> [The request]
Would you reproduce verbatim the lines of the listing below, starting at the line that contains "locate: vintage car" and ending at the end of the listing, both ends included, and leave the pictures out?

** start of Input rows **

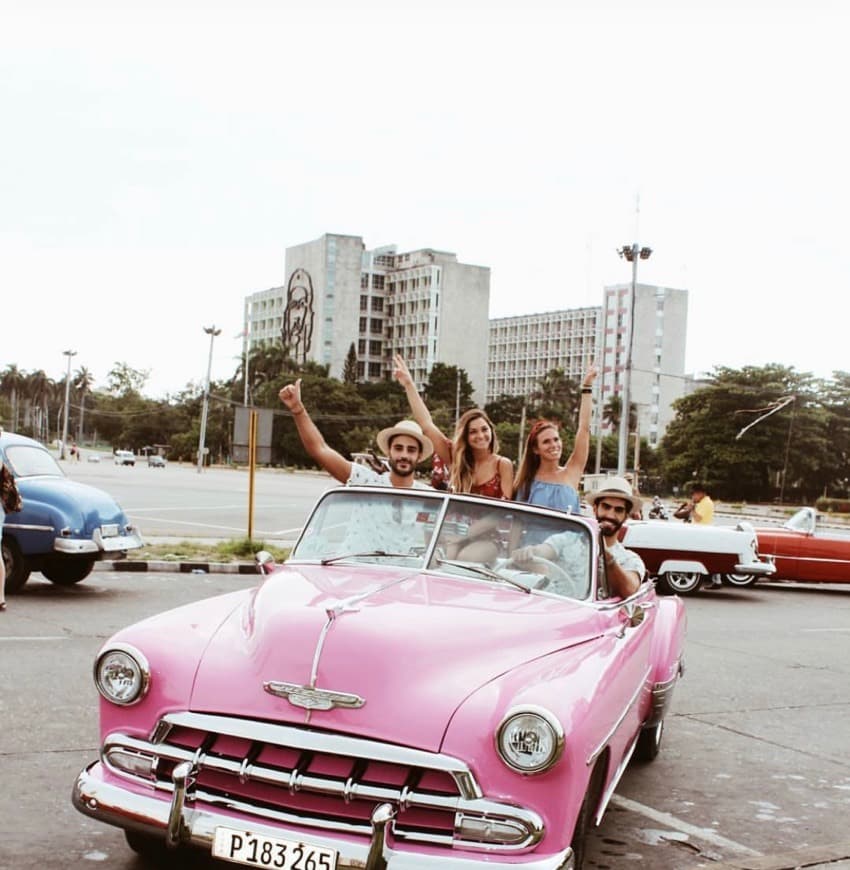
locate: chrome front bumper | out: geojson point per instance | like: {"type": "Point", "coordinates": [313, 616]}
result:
{"type": "Point", "coordinates": [180, 824]}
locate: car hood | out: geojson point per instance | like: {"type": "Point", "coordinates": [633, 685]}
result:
{"type": "Point", "coordinates": [89, 506]}
{"type": "Point", "coordinates": [412, 647]}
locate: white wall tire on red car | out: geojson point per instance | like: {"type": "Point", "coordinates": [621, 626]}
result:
{"type": "Point", "coordinates": [680, 582]}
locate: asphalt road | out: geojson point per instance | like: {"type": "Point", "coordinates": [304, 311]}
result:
{"type": "Point", "coordinates": [753, 772]}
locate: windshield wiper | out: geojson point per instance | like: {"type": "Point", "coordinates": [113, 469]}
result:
{"type": "Point", "coordinates": [484, 572]}
{"type": "Point", "coordinates": [382, 553]}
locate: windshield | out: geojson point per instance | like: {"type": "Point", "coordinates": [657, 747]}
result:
{"type": "Point", "coordinates": [478, 539]}
{"type": "Point", "coordinates": [29, 460]}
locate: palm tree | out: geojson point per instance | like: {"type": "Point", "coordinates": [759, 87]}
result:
{"type": "Point", "coordinates": [83, 381]}
{"type": "Point", "coordinates": [12, 382]}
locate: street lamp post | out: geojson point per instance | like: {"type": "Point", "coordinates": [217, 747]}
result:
{"type": "Point", "coordinates": [212, 332]}
{"type": "Point", "coordinates": [632, 253]}
{"type": "Point", "coordinates": [69, 354]}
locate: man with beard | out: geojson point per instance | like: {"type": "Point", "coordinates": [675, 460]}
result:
{"type": "Point", "coordinates": [404, 444]}
{"type": "Point", "coordinates": [611, 507]}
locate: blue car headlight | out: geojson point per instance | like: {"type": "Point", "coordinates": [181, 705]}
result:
{"type": "Point", "coordinates": [122, 674]}
{"type": "Point", "coordinates": [530, 739]}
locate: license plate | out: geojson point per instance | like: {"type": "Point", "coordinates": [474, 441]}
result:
{"type": "Point", "coordinates": [243, 847]}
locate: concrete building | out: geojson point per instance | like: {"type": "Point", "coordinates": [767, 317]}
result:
{"type": "Point", "coordinates": [658, 352]}
{"type": "Point", "coordinates": [524, 349]}
{"type": "Point", "coordinates": [423, 304]}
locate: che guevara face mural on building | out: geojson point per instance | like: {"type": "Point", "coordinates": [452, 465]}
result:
{"type": "Point", "coordinates": [297, 330]}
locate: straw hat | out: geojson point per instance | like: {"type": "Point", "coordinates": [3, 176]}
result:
{"type": "Point", "coordinates": [406, 427]}
{"type": "Point", "coordinates": [618, 487]}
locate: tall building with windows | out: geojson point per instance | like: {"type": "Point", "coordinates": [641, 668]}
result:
{"type": "Point", "coordinates": [524, 349]}
{"type": "Point", "coordinates": [658, 352]}
{"type": "Point", "coordinates": [423, 304]}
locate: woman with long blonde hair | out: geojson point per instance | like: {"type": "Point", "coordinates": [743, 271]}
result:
{"type": "Point", "coordinates": [475, 465]}
{"type": "Point", "coordinates": [472, 455]}
{"type": "Point", "coordinates": [541, 479]}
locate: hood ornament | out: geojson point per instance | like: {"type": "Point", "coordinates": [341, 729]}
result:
{"type": "Point", "coordinates": [311, 698]}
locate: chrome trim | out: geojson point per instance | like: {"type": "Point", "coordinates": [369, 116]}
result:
{"type": "Point", "coordinates": [180, 778]}
{"type": "Point", "coordinates": [591, 759]}
{"type": "Point", "coordinates": [115, 806]}
{"type": "Point", "coordinates": [382, 818]}
{"type": "Point", "coordinates": [297, 781]}
{"type": "Point", "coordinates": [141, 660]}
{"type": "Point", "coordinates": [662, 695]}
{"type": "Point", "coordinates": [335, 744]}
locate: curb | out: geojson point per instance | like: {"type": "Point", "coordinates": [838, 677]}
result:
{"type": "Point", "coordinates": [179, 567]}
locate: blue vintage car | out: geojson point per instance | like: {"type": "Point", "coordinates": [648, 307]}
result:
{"type": "Point", "coordinates": [64, 527]}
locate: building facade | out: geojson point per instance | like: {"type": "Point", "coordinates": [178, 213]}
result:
{"type": "Point", "coordinates": [657, 355]}
{"type": "Point", "coordinates": [524, 349]}
{"type": "Point", "coordinates": [423, 304]}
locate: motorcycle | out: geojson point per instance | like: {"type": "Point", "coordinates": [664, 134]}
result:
{"type": "Point", "coordinates": [658, 511]}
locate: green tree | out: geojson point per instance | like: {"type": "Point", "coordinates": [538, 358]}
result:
{"type": "Point", "coordinates": [349, 371]}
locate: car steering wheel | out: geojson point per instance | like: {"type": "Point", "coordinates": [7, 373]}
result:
{"type": "Point", "coordinates": [551, 571]}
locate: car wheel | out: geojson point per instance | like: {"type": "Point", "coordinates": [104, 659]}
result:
{"type": "Point", "coordinates": [585, 815]}
{"type": "Point", "coordinates": [680, 582]}
{"type": "Point", "coordinates": [17, 570]}
{"type": "Point", "coordinates": [67, 572]}
{"type": "Point", "coordinates": [739, 580]}
{"type": "Point", "coordinates": [649, 742]}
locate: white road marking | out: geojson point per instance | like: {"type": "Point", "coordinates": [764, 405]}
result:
{"type": "Point", "coordinates": [707, 835]}
{"type": "Point", "coordinates": [36, 638]}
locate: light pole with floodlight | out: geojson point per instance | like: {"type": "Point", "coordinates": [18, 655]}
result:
{"type": "Point", "coordinates": [632, 253]}
{"type": "Point", "coordinates": [212, 332]}
{"type": "Point", "coordinates": [69, 354]}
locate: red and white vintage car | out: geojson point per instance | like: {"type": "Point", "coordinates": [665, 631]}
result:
{"type": "Point", "coordinates": [376, 703]}
{"type": "Point", "coordinates": [681, 556]}
{"type": "Point", "coordinates": [802, 551]}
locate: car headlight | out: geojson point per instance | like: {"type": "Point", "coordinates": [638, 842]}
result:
{"type": "Point", "coordinates": [530, 739]}
{"type": "Point", "coordinates": [122, 674]}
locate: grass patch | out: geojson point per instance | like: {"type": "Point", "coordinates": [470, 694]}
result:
{"type": "Point", "coordinates": [240, 550]}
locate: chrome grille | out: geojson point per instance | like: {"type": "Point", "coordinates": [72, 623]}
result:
{"type": "Point", "coordinates": [316, 779]}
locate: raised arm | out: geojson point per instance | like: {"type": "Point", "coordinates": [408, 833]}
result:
{"type": "Point", "coordinates": [312, 439]}
{"type": "Point", "coordinates": [581, 447]}
{"type": "Point", "coordinates": [442, 445]}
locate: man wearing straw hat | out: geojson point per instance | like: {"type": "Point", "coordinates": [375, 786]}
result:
{"type": "Point", "coordinates": [404, 444]}
{"type": "Point", "coordinates": [612, 506]}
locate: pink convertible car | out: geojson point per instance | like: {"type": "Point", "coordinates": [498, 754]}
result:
{"type": "Point", "coordinates": [398, 695]}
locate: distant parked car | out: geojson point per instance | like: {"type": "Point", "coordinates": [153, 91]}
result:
{"type": "Point", "coordinates": [682, 555]}
{"type": "Point", "coordinates": [801, 551]}
{"type": "Point", "coordinates": [64, 527]}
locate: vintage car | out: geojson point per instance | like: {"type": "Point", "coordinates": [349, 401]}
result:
{"type": "Point", "coordinates": [375, 703]}
{"type": "Point", "coordinates": [801, 551]}
{"type": "Point", "coordinates": [64, 527]}
{"type": "Point", "coordinates": [684, 555]}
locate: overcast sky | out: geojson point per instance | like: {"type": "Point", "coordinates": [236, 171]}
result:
{"type": "Point", "coordinates": [157, 158]}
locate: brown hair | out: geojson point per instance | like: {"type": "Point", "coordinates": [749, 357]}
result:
{"type": "Point", "coordinates": [463, 461]}
{"type": "Point", "coordinates": [530, 463]}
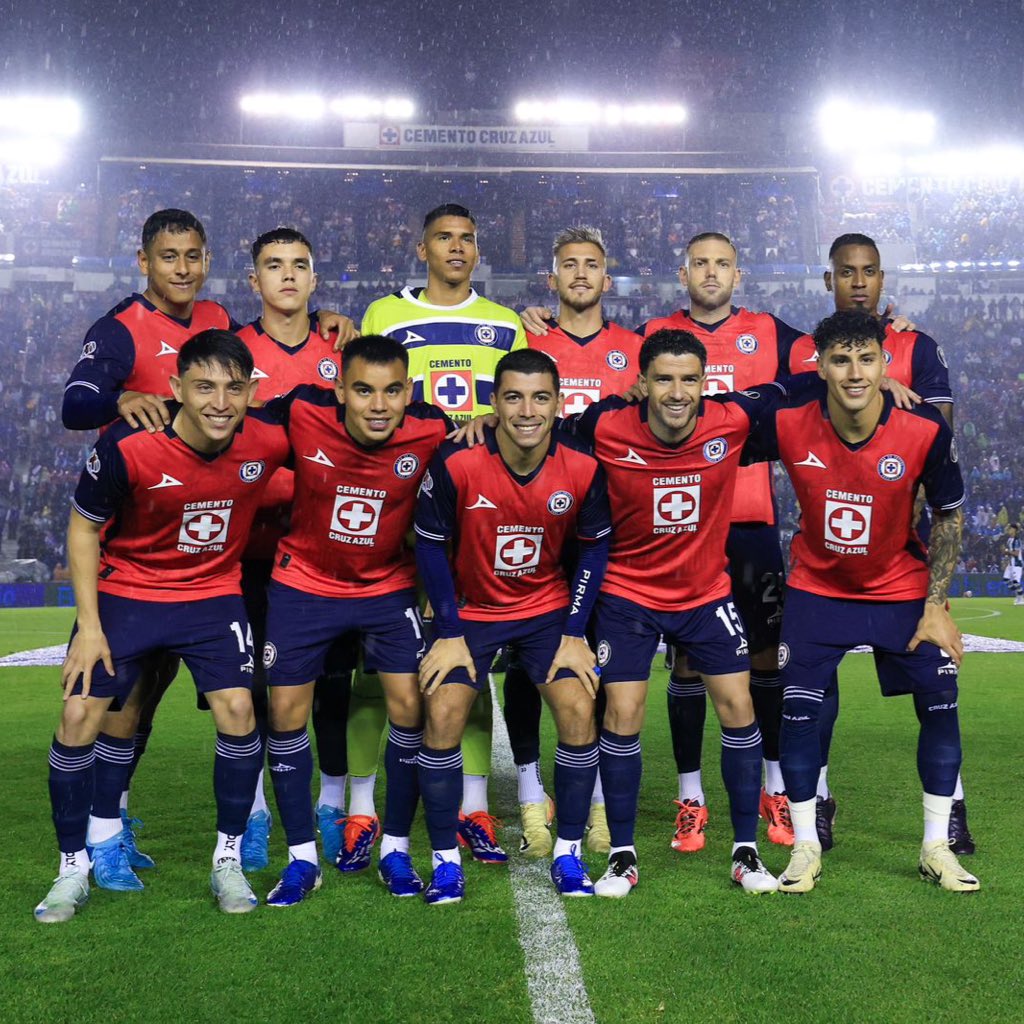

** end of Input rows **

> [Full response]
locate: vintage car | out: geojson point per instance | like: {"type": "Point", "coordinates": [349, 401]}
result:
{"type": "Point", "coordinates": [375, 703]}
{"type": "Point", "coordinates": [801, 551]}
{"type": "Point", "coordinates": [64, 527]}
{"type": "Point", "coordinates": [684, 555]}
locate: overcast sky | out: geojson point per instance | like: {"type": "Point", "coordinates": [236, 171]}
result:
{"type": "Point", "coordinates": [157, 158]}
locate: brown hair | out: geojson point per instance | like: {"type": "Point", "coordinates": [749, 357]}
result:
{"type": "Point", "coordinates": [463, 461]}
{"type": "Point", "coordinates": [530, 463]}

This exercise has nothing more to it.